(begin)
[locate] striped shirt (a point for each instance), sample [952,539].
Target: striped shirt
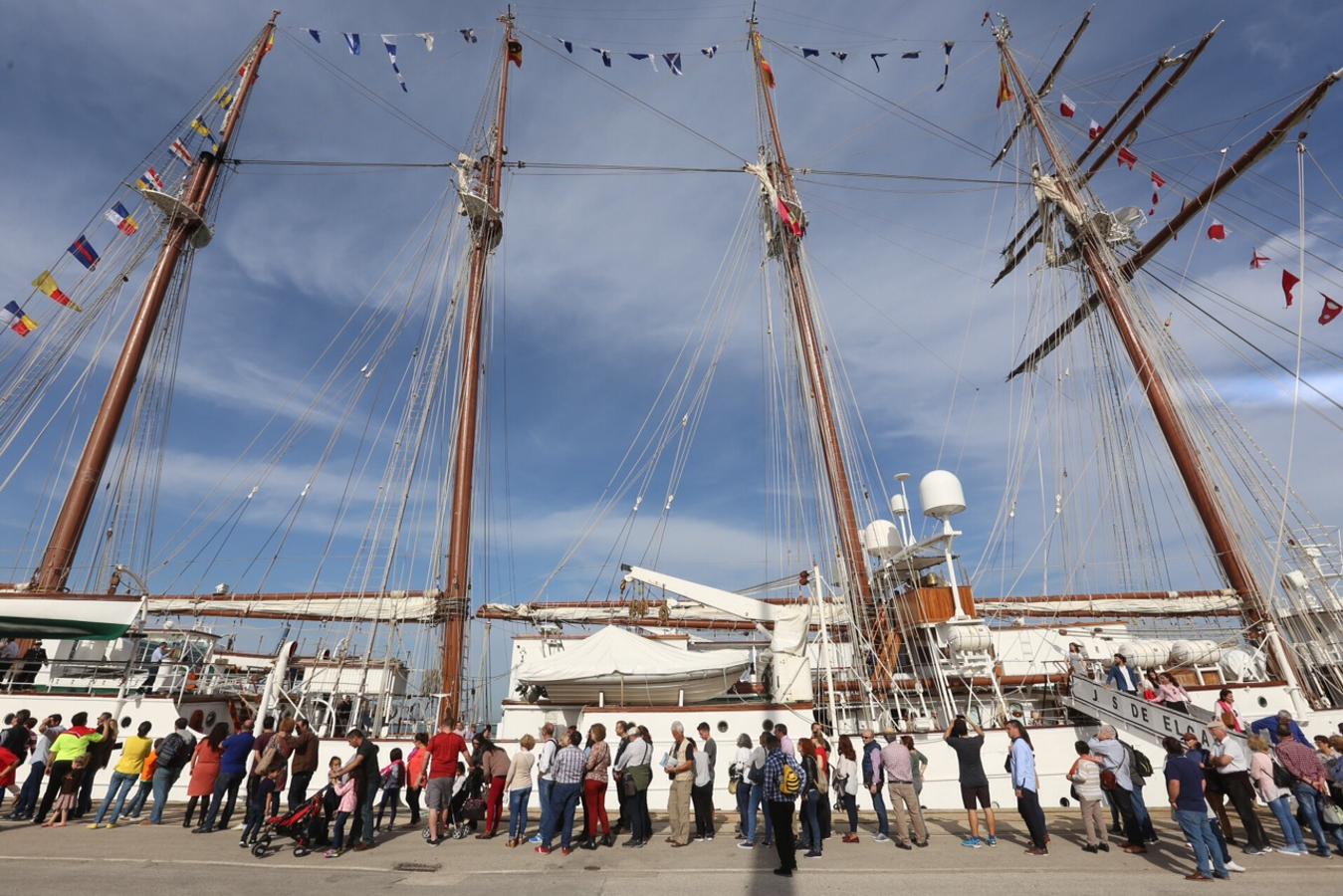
[568,766]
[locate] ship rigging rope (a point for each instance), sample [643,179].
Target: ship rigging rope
[546,45]
[608,168]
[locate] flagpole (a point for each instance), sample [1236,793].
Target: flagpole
[1251,156]
[1115,141]
[54,571]
[487,233]
[812,354]
[1184,450]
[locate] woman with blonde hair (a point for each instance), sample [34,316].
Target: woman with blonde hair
[593,787]
[518,782]
[1274,796]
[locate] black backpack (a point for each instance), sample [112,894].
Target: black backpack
[173,753]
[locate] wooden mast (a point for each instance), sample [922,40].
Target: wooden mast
[485,235]
[1260,149]
[54,571]
[1184,450]
[812,352]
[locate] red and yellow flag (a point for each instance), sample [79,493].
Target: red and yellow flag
[1005,93]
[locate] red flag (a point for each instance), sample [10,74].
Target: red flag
[1330,311]
[1289,283]
[1158,181]
[793,227]
[1005,93]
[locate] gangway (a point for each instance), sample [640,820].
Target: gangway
[1130,712]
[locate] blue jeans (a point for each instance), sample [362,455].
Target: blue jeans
[745,817]
[137,802]
[564,799]
[878,804]
[1145,819]
[164,780]
[1200,833]
[518,800]
[226,787]
[31,788]
[811,821]
[117,788]
[1308,799]
[546,788]
[757,800]
[1291,830]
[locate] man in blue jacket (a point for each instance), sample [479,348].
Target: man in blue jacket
[1268,729]
[873,778]
[1120,676]
[233,770]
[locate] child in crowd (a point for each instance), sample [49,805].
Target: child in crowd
[258,806]
[392,780]
[344,788]
[69,790]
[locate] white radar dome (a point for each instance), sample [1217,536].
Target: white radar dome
[942,495]
[881,539]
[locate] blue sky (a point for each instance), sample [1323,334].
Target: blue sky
[600,276]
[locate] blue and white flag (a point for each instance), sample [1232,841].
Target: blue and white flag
[946,66]
[389,43]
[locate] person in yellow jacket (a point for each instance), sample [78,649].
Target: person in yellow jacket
[125,776]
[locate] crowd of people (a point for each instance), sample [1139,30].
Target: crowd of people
[784,787]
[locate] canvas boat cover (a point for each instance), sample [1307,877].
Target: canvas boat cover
[618,652]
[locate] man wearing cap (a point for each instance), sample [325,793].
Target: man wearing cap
[1115,760]
[1269,727]
[1228,757]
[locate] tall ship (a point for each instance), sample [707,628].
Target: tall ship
[1136,514]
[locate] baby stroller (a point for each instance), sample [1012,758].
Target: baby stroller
[464,808]
[307,825]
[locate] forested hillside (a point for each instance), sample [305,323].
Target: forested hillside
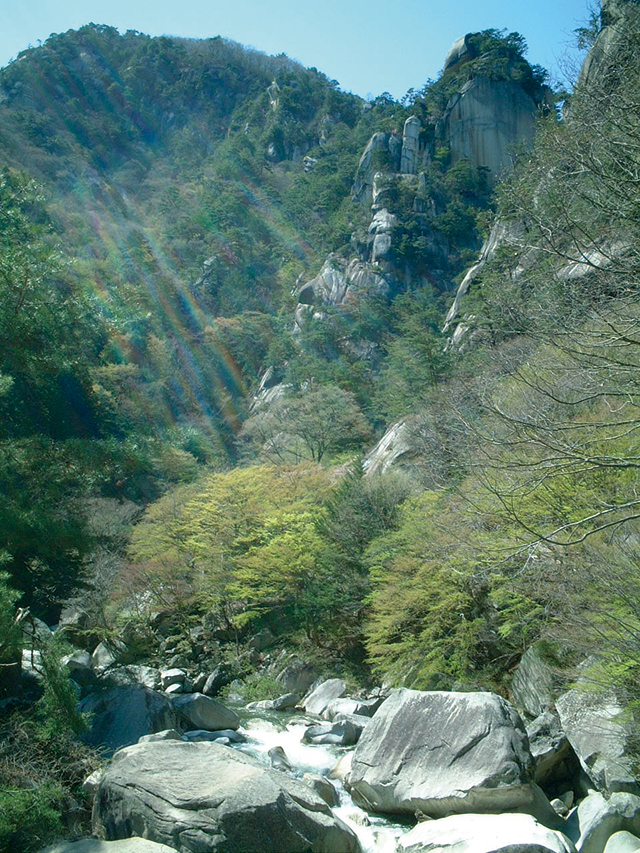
[284,369]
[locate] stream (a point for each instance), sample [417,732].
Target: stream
[266,729]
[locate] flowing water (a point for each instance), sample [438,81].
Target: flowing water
[266,729]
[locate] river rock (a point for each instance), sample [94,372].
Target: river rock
[444,753]
[596,819]
[201,712]
[356,720]
[207,797]
[94,845]
[92,782]
[622,842]
[319,698]
[122,715]
[478,833]
[342,768]
[219,678]
[345,706]
[78,665]
[556,764]
[279,759]
[102,658]
[600,737]
[341,733]
[282,703]
[172,676]
[323,788]
[202,735]
[167,734]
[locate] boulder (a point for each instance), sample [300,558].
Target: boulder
[317,701]
[102,658]
[600,736]
[167,734]
[444,753]
[219,678]
[122,715]
[342,767]
[35,631]
[323,788]
[479,833]
[622,842]
[344,706]
[460,51]
[279,759]
[368,707]
[92,782]
[228,734]
[208,797]
[556,764]
[342,733]
[75,626]
[201,712]
[532,683]
[94,845]
[282,703]
[597,818]
[356,720]
[78,665]
[172,676]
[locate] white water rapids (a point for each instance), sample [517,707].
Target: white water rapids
[376,834]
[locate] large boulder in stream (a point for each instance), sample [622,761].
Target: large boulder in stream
[444,753]
[475,833]
[322,695]
[201,712]
[94,845]
[206,797]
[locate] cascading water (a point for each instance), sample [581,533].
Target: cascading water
[270,729]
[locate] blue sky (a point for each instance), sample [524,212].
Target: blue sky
[368,46]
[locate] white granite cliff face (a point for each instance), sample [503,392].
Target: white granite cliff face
[486,121]
[610,39]
[410,154]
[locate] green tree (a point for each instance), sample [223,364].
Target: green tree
[318,421]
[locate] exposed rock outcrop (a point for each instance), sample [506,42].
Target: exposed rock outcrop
[609,40]
[202,712]
[598,730]
[446,753]
[394,444]
[474,833]
[317,701]
[206,797]
[486,121]
[597,818]
[410,153]
[389,146]
[94,845]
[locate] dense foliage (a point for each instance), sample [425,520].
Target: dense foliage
[148,272]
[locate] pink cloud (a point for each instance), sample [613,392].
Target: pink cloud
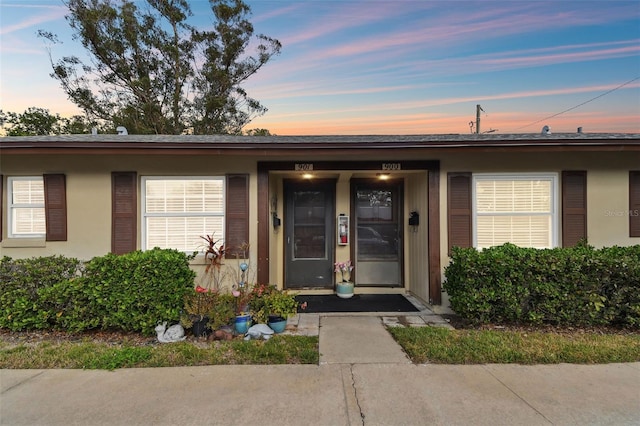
[53,13]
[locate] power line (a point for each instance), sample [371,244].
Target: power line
[579,105]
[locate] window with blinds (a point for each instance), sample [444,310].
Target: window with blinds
[519,209]
[26,212]
[178,211]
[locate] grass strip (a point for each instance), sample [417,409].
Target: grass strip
[94,355]
[443,346]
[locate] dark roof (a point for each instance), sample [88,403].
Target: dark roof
[606,141]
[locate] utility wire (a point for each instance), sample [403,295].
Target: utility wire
[579,105]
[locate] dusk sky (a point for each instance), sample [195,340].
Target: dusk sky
[396,67]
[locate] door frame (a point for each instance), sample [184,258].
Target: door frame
[329,186]
[396,185]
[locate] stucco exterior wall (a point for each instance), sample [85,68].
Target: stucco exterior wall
[88,182]
[607,188]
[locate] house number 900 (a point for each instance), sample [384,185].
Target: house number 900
[391,166]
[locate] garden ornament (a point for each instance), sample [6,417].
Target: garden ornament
[259,331]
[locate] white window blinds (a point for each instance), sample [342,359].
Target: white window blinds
[26,207]
[518,209]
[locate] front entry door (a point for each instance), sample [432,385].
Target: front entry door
[309,233]
[378,243]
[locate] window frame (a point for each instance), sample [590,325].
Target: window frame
[145,215]
[11,207]
[553,178]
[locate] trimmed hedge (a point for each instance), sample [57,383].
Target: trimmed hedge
[566,286]
[130,292]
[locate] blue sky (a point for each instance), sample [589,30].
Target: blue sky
[397,67]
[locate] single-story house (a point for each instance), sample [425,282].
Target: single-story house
[393,205]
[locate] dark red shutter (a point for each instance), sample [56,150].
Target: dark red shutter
[55,207]
[574,207]
[124,207]
[236,214]
[634,203]
[459,209]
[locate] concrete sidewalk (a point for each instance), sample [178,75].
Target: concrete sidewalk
[363,378]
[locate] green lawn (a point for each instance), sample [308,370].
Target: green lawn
[443,346]
[422,344]
[97,355]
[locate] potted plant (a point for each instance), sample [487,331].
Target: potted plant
[197,308]
[274,306]
[344,287]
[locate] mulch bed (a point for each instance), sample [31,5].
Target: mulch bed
[117,338]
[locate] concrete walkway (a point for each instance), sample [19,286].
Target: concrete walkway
[364,378]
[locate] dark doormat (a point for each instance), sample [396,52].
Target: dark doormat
[357,303]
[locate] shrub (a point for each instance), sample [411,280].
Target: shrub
[569,286]
[134,291]
[21,283]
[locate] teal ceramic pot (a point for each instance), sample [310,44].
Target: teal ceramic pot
[344,289]
[242,323]
[278,325]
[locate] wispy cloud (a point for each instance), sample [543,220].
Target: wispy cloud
[52,13]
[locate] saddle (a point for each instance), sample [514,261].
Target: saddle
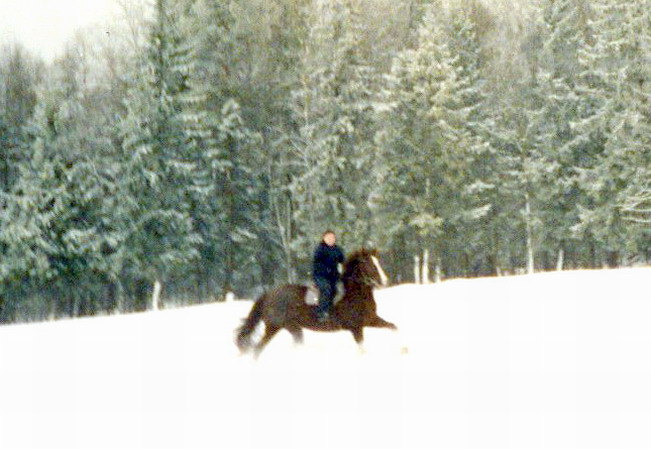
[312,294]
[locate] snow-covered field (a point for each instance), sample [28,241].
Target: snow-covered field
[556,360]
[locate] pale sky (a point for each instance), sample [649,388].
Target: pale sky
[44,26]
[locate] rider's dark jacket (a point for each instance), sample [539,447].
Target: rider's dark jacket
[325,262]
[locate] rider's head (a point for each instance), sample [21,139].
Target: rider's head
[329,238]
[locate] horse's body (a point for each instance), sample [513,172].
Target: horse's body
[285,307]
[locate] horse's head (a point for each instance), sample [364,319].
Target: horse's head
[363,266]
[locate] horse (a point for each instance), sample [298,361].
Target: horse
[285,307]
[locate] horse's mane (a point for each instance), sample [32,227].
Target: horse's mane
[353,260]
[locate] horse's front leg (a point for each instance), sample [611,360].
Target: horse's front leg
[358,335]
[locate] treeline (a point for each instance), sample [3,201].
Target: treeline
[206,145]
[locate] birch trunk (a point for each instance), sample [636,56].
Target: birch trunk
[425,268]
[530,260]
[561,260]
[155,297]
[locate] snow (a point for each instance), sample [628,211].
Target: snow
[547,360]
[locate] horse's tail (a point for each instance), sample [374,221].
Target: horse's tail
[245,331]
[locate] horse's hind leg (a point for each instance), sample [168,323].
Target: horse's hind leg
[297,333]
[376,321]
[269,333]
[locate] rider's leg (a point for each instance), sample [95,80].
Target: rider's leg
[326,295]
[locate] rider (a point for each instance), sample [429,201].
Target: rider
[325,271]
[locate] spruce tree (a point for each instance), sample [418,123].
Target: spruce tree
[158,169]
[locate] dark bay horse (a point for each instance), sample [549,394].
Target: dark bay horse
[285,307]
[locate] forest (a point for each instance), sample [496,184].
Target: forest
[205,145]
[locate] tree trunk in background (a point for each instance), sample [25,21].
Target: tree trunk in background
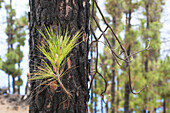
[95,104]
[146,61]
[113,73]
[164,105]
[91,68]
[75,15]
[118,94]
[106,107]
[127,90]
[13,84]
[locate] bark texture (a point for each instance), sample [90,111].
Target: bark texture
[75,15]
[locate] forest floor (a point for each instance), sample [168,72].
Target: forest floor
[12,104]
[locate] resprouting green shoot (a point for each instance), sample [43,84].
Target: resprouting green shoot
[55,48]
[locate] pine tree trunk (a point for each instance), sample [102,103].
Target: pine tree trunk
[127,90]
[164,105]
[13,84]
[118,95]
[75,15]
[113,73]
[95,103]
[113,91]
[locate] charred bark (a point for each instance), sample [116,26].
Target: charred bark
[73,14]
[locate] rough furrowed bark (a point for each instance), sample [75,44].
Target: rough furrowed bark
[73,14]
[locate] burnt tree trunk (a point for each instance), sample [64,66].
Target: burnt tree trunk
[127,90]
[113,72]
[75,15]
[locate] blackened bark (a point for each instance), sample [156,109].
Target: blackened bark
[113,91]
[146,61]
[75,15]
[90,68]
[164,105]
[95,109]
[13,84]
[113,73]
[127,90]
[106,107]
[118,95]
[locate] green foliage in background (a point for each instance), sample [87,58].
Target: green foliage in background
[15,32]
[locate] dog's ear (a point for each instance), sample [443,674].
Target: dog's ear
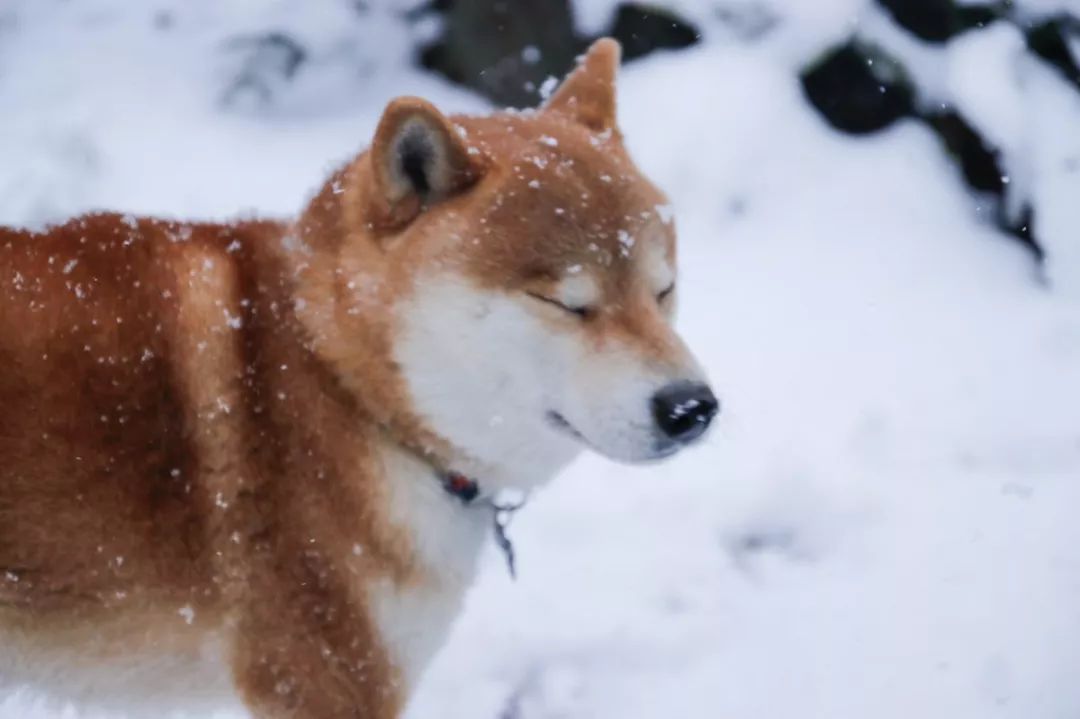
[588,93]
[417,158]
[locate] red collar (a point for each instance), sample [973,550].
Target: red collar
[467,489]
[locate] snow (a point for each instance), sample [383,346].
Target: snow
[882,523]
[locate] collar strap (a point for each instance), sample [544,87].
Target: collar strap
[468,490]
[460,486]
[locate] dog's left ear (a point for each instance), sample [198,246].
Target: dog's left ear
[588,93]
[417,158]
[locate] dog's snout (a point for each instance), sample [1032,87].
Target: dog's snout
[683,410]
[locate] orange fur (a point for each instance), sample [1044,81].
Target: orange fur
[196,415]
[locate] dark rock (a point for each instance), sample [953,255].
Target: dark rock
[644,28]
[859,89]
[1048,40]
[267,62]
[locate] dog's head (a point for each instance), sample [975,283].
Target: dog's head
[505,285]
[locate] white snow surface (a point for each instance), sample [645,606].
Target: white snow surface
[882,524]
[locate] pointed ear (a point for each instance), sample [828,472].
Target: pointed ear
[417,158]
[588,93]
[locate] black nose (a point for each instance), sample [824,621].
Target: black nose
[684,409]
(end)
Brief: Would you update the rows from the line holding "[locate] dog's snout" through the last row, inclusive, so that "dark rock" reads "gray rock" and nothing else changes?

Exercise result:
[locate] dog's snout (a point for each instance), sample [1032,87].
Target: dog's snout
[683,410]
[locate] orange fur (a point for each instance), sample [1044,81].
Target: orange fur
[196,415]
[locate] gray rock (a point for each instance), sample [953,255].
Target: gray rock
[644,28]
[859,89]
[1048,40]
[267,62]
[locate] dog's head (a point for each instance), sample [975,283].
Target: dog's head
[505,285]
[locate] white snow surface (a point for each instance), sample [645,606].
Target: white snow surface
[882,524]
[locate] pointed ear (a point for each instance), sample [828,472].
Target: pointed ear
[417,158]
[588,93]
[locate] black nose (a point for each instance), sample [824,621].
Target: black nose
[684,409]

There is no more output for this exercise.